» Brief:
Arrange the lines below as a Markdown table with the columns Number and Line, giving each line its number and leaving out blank lines. Include only the lines from the first line of the rows up to and including the line that contains "[(391, 86)]".

» Material shown:
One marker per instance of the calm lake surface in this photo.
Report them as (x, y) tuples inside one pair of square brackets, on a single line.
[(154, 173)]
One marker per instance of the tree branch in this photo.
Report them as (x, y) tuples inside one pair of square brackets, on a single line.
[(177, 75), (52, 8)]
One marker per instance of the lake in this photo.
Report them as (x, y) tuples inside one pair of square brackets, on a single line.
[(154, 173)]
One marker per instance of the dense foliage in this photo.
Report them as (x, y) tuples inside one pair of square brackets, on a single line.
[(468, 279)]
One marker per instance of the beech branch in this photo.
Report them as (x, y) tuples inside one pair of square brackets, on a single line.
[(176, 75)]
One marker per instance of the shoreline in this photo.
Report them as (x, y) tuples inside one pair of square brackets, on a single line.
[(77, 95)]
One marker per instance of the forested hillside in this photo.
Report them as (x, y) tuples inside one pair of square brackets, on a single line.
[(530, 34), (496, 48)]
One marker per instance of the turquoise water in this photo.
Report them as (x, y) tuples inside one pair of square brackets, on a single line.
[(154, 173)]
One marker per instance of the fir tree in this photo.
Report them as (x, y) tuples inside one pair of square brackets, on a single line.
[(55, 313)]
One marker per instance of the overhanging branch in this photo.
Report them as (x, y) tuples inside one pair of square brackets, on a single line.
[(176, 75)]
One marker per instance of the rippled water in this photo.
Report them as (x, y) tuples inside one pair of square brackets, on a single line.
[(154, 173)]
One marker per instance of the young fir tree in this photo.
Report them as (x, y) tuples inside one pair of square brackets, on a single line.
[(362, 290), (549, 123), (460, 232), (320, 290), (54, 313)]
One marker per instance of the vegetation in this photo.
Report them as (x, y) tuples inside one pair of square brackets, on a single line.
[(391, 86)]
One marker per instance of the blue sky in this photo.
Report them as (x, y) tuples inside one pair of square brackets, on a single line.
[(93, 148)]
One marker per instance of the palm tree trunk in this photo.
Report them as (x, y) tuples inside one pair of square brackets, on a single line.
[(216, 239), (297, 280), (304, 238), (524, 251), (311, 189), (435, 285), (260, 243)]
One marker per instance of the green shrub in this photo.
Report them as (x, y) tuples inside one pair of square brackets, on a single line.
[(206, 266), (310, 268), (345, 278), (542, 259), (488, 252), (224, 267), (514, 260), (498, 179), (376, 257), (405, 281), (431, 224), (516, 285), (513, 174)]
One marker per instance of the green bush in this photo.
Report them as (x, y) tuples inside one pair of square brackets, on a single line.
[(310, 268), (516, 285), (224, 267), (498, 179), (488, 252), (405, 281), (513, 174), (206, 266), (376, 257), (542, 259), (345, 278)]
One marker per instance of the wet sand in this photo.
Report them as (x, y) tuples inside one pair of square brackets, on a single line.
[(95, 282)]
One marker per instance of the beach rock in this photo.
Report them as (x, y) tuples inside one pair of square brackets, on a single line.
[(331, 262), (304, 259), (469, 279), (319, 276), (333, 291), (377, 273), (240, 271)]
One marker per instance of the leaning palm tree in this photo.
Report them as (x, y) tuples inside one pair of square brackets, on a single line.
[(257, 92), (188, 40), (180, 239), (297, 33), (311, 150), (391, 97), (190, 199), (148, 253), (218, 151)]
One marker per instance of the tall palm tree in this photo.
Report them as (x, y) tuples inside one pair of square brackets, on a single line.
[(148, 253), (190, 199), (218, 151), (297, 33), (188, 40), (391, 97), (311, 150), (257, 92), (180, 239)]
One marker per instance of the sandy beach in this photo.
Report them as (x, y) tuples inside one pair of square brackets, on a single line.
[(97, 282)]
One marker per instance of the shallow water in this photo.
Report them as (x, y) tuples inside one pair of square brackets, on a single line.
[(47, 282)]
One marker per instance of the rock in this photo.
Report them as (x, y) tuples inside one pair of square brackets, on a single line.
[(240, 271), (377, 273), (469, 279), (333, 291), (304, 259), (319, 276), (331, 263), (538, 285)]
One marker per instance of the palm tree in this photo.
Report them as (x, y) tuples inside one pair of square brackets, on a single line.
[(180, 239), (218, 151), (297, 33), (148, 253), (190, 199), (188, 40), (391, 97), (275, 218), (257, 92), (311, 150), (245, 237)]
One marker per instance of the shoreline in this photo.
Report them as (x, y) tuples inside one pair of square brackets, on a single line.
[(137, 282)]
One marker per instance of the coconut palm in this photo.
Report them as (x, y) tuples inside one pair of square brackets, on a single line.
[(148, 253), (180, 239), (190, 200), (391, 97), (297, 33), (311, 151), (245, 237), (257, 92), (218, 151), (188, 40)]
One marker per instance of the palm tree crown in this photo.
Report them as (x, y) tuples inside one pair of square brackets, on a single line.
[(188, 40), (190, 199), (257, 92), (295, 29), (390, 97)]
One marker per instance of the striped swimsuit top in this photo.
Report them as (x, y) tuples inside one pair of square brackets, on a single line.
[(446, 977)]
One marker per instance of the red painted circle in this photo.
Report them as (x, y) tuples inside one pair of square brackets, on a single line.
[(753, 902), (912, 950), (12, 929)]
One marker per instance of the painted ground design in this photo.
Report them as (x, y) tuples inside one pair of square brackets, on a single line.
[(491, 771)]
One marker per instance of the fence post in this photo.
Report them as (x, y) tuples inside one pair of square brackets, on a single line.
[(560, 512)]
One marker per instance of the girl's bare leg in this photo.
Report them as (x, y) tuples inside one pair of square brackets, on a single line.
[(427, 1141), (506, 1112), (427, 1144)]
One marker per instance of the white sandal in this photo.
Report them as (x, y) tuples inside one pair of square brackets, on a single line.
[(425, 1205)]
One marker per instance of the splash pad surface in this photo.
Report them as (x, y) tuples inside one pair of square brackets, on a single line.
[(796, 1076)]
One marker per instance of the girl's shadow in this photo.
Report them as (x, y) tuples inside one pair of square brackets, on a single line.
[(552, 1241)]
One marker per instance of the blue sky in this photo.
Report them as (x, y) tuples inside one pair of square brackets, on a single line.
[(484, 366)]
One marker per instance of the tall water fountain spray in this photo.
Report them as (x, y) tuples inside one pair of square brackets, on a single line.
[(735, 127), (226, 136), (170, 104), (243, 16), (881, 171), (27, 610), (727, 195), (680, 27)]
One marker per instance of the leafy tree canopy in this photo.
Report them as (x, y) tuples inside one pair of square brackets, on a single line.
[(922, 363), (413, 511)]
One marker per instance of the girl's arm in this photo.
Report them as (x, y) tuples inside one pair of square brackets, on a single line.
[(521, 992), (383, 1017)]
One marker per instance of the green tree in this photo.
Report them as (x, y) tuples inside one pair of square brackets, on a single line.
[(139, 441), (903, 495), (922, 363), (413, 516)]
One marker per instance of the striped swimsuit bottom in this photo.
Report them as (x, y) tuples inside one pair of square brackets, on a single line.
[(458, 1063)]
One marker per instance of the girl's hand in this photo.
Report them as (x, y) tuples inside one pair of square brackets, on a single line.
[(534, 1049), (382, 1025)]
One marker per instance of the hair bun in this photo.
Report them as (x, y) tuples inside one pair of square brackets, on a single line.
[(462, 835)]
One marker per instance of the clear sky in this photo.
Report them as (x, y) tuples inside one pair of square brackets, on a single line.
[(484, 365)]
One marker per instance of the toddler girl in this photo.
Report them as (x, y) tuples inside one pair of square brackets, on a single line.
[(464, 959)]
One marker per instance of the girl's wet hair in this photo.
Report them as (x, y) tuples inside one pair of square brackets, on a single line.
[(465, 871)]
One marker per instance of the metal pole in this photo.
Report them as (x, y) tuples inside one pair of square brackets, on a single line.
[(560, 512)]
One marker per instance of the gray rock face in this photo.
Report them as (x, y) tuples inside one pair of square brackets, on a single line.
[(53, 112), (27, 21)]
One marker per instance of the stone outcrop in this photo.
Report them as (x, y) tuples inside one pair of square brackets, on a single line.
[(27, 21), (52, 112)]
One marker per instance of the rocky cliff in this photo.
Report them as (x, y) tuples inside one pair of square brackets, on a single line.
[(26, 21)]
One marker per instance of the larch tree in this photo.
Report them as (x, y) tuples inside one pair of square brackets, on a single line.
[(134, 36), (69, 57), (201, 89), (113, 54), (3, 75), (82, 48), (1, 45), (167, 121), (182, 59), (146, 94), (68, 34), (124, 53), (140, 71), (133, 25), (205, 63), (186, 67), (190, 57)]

» Expected answer:
| Number | Line |
|---|---|
| 1 | One marker per instance of the calm lake surface in this photo. |
| 2 | Report them as (x, y) tuples inside one pair of square brackets, on a single line. |
| 3 | [(154, 173)] |
| 4 | One marker per instance of the tree branch in this photo. |
| 5 | Report them as (x, y) tuples inside one pair of square brackets, on a single line. |
| 6 | [(177, 75), (52, 8)] |
| 7 | One marker per instance of the lake in this photo. |
| 8 | Report them as (x, y) tuples inside one pair of square brackets, on a single line. |
| 9 | [(154, 173)] |
| 10 | One marker per instance of the dense foliage in this photo. |
| 11 | Report them as (x, y) tuples inside one pair of square brackets, on a single line. |
| 12 | [(468, 279)] |
| 13 | One marker per instance of the beech branch in this photo. |
| 14 | Report them as (x, y) tuples inside one pair of square brackets, on a single line. |
| 15 | [(176, 75)] |
| 16 | One marker per instance of the shoreline in this photo. |
| 17 | Report them as (x, y) tuples inside one pair of square brackets, on a single line. |
| 18 | [(77, 95)] |
| 19 | One marker per instance of the forested hillside in this photo. |
| 20 | Report them as (x, y) tuples inside one pair of square brackets, on a single line. |
| 21 | [(530, 34), (496, 48)] |
| 22 | One marker per instance of the turquoise water in this photo. |
| 23 | Report them as (x, y) tuples inside one pair of square brackets, on a single line. |
| 24 | [(154, 173)] |
| 25 | One marker per instance of the fir tree in this photo. |
| 26 | Report them as (x, y) tuples inside one pair of square brackets, on a single line. |
| 27 | [(55, 313)] |
| 28 | One marker per instance of the overhanging branch in this photo. |
| 29 | Report them as (x, y) tuples inside one pair of square brackets, on a single line. |
| 30 | [(176, 75)] |
| 31 | One marker per instance of the rippled water in this photo. |
| 32 | Report them as (x, y) tuples inside one pair of square brackets, on a single line. |
| 33 | [(154, 173)] |
| 34 | One marker per instance of the young fir tree in this photo. |
| 35 | Report them as (x, y) tuples inside one pair of square brackets, on a single line. |
| 36 | [(362, 290), (549, 123), (460, 232), (320, 290), (54, 313)] |
| 37 | One marker per instance of the vegetation in this photo. |
| 38 | Report them as (x, y) tuples inside one pair of square brackets, on a single line. |
| 39 | [(391, 86)] |